### WORK INSTRUCTION
Nothing more is wanted than an exact repeat of the data below.

### DATA
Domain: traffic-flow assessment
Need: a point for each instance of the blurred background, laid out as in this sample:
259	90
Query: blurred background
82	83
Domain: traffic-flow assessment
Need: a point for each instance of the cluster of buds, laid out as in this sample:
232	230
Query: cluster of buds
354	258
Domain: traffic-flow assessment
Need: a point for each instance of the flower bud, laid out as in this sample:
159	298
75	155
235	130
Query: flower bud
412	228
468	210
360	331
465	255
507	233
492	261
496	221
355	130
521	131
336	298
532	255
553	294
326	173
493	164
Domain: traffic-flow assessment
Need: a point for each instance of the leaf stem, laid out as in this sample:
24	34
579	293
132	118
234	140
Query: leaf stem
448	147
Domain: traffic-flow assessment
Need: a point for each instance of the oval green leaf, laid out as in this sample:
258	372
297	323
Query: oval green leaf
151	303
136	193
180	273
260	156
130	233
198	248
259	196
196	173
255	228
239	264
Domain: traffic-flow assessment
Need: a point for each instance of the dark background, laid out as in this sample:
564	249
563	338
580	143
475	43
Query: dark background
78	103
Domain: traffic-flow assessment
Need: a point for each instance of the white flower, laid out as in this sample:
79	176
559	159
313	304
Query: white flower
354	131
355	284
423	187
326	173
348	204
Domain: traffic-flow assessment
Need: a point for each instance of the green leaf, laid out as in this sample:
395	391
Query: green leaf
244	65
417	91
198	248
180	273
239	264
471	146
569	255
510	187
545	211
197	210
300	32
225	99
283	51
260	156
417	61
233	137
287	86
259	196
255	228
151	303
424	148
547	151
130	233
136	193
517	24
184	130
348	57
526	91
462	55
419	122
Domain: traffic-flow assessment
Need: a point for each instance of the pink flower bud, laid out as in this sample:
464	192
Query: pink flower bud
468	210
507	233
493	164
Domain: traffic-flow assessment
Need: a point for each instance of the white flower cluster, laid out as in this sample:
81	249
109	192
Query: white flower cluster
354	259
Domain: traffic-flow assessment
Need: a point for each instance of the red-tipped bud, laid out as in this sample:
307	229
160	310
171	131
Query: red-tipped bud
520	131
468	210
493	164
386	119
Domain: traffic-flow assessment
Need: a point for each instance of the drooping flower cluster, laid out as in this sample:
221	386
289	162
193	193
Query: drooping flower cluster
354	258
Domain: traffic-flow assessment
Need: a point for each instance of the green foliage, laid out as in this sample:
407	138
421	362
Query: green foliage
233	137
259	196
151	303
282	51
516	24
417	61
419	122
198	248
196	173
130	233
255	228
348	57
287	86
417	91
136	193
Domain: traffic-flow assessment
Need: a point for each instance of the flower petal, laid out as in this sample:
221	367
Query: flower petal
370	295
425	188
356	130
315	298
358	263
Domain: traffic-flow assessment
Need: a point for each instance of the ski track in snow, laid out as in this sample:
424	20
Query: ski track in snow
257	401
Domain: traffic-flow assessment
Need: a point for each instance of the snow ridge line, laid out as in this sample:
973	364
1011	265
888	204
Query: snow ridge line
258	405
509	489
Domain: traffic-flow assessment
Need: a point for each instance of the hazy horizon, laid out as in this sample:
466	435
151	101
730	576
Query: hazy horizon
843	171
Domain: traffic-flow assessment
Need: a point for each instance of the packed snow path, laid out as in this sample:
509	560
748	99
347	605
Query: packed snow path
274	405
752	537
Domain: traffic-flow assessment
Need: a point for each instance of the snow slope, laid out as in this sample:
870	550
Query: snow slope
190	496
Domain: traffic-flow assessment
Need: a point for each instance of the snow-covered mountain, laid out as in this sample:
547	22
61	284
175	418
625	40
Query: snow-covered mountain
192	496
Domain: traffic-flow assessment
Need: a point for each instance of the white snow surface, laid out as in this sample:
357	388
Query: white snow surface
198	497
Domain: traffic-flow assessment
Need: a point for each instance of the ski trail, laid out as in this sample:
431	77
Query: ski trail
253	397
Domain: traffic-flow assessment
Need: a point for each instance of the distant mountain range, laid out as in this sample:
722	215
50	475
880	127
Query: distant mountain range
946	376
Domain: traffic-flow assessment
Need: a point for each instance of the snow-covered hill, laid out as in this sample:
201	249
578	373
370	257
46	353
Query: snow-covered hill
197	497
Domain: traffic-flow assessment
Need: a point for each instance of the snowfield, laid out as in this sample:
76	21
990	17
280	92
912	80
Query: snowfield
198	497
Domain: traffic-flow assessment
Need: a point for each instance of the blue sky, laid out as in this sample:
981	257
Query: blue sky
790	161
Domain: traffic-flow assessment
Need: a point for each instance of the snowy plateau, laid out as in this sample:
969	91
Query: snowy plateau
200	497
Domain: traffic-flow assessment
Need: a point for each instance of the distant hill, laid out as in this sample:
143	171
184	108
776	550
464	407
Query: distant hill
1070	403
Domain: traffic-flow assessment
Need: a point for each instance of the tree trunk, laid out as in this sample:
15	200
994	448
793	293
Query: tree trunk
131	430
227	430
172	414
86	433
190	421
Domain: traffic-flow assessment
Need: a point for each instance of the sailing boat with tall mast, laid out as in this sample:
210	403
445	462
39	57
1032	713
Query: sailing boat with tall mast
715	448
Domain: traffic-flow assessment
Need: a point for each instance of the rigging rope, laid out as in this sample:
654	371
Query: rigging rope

### OUTPUT BELOW
Domain: traffic-flow assessment
Need: a point for each instance of the blurred background, laid out as in this sample:
259	90
Query: blurred background
82	83
Domain: traffic-flow assessment
Need: a point for each instance of the cluster of buds, laid out as in this sample:
232	230
Query: cluster of buds
354	258
Domain: traffic-flow assessment
Need: a point for each instance of the flower bud, laid out as in this sample:
159	298
75	155
235	130
Query: flower bud
412	228
468	210
360	331
465	255
507	233
492	261
496	221
355	130
521	131
336	298
532	255
553	294
326	173
493	164
Domain: traffic-flow assessment
Need: a point for each instance of the leaf stem, laid out as in this sample:
24	34
579	293
132	118
234	140
Query: leaf stem
448	147
Domain: traffic-flow assessment
Need: a point for each instance of the oval green leaf, laid out as in this sample:
258	372
297	323
Query: oval green leaf
151	303
136	193
180	273
260	156
130	233
198	248
259	196
196	173
255	228
239	264
Domain: traffic-flow assessment
Need: a point for each instance of the dark background, laid out as in this sample:
564	249
563	338
580	143
475	43
Query: dark background
78	103
Domain: traffic-flow assessment
Need: a point for each instance of the white flower, laid out as in this sample:
79	176
559	159
313	304
Query: white flower
354	131
355	284
423	187
326	173
348	204
Domain: traffic-flow assessment
Need: a point for each instance of the green leaf, laid out as in this sample:
395	391
Query: green leaf
244	65
417	91
198	248
180	273
239	264
471	146
569	255
510	187
545	211
197	210
300	32
225	99
283	51
260	156
417	61
233	137
287	86
259	196
255	228
151	303
424	148
547	151
130	233
136	193
517	24
184	130
348	57
526	91
462	55
419	122
Domain: traffic-flow assessment
Need: a point for each instance of the pink flower bud, laid out as in this sample:
464	192
Query: pink flower bud
468	210
507	233
493	164
Domain: traffic-flow assessment
Need: a point for each instance of the white flower cluster, laid out as in this sample:
81	249
109	192
Query: white flower cluster
354	259
Domain: traffic-flow assessment
Need: a point for each instance of the red-tipped bud, laid out as in this sample:
307	229
160	310
171	131
Query: red-tipped bud
520	131
468	210
493	164
386	119
Domain: traffic-flow assessment
Need: a point for each instance of the drooping flower cluster, laid out as in this sample:
221	386
289	162
193	193
Query: drooping flower cluster
354	258
Domain: traffic-flow assessment
Need: a point for each instance of the green foliage, laid out as in this sample:
407	138
421	362
Query: green foliage
233	137
259	196
151	303
282	51
516	24
417	61
419	122
198	248
196	173
130	233
255	228
348	57
287	86
417	91
136	193
Domain: traffic-flow assessment
Need: a point for each instance of the flower petal, laid out as in this sample:
221	367
Query: flower petal
370	295
425	188
356	130
315	298
358	263
Domain: traffic-flow assessment
Need: a point for each instance of the ski track in snow, laid out as in this sample:
424	20
Query: ski track in snow
257	401
Domain: traffic-flow assessment
Need: a point for each instance of the snow ridge line, laid out as in this sample:
973	364
1011	265
888	204
Query: snow ridge line
258	405
509	489
Domain: traffic-flow assessment
Need: a point for each instance of the hazy horizon, laid out as in this sample:
466	435
151	101
730	576
Query: hazy horizon
843	171
Domain: traffic-flow assessment
Need: a point for each instance of the packed snow path, laid out as in this sample:
509	560
748	99
347	605
Query: packed snow path
274	405
752	537
Domain: traffic-flow assessment
Need: a point for each instance of the snow slope, laid out as in this sample:
870	550
Query: snow slope
190	496
Domain: traffic-flow assessment
Need: a point for each instance of the snow-covered mountain, laid out as in this sample:
547	22
61	284
175	418
625	40
Query: snow-covered mountain
192	496
Domain: traffic-flow assessment
Need: a point for each instance of the white snow surface, laid out as in this sample:
357	388
Query: white snow surface
198	497
Domain: traffic-flow assessment
Need: a point for each instance of the ski trail, laid out as in this sample:
431	77
Query: ski trail
253	397
Domain: traffic-flow assessment
Need: a point for each instance of the distant mountain range, laid out as in this sample:
722	215
50	475
880	127
Query: distant mountain range
946	376
Domain: traffic-flow assessment
Need: a point for each instance of the snow-covered hill, laid out as in this sample:
201	249
578	373
370	257
46	353
Query: snow-covered hill
197	497
Domain: traffic-flow assessment
Need: a point for each instance of the snowfield, laid out as in this sample:
76	21
990	17
280	92
912	80
Query: snowfield
198	497
Domain: traffic-flow assessment
Need: a point for each instance of the blue sky, laid out as in this sample:
981	257
Query: blue sky
790	161
Domain: traffic-flow assessment
Need: a point for each instance of the snowy plateau, laid out as in this sample:
969	91
Query: snowy plateau
200	497
Domain: traffic-flow assessment
Need: a point for each instance of the distant hill, laid out as in this sample:
143	171
184	108
776	550
464	407
Query: distant hill
1070	403
Domain: traffic-flow assessment
Need: a point for each instance of the tree trunk, laid out as in this sample:
15	200
994	448
793	293
Query: tree trunk
131	430
227	430
172	414
86	433
190	421
Domain: traffic-flow assessment
Need: a point for each instance of the sailing boat with tall mast, laid out as in this sample:
210	403
445	462
39	57
1032	713
Query: sailing boat with tall mast
715	448
Domain: traffic-flow assessment
Need: a point for each instance of the rigging rope, laid out as in this sample:
654	371
Query: rigging rope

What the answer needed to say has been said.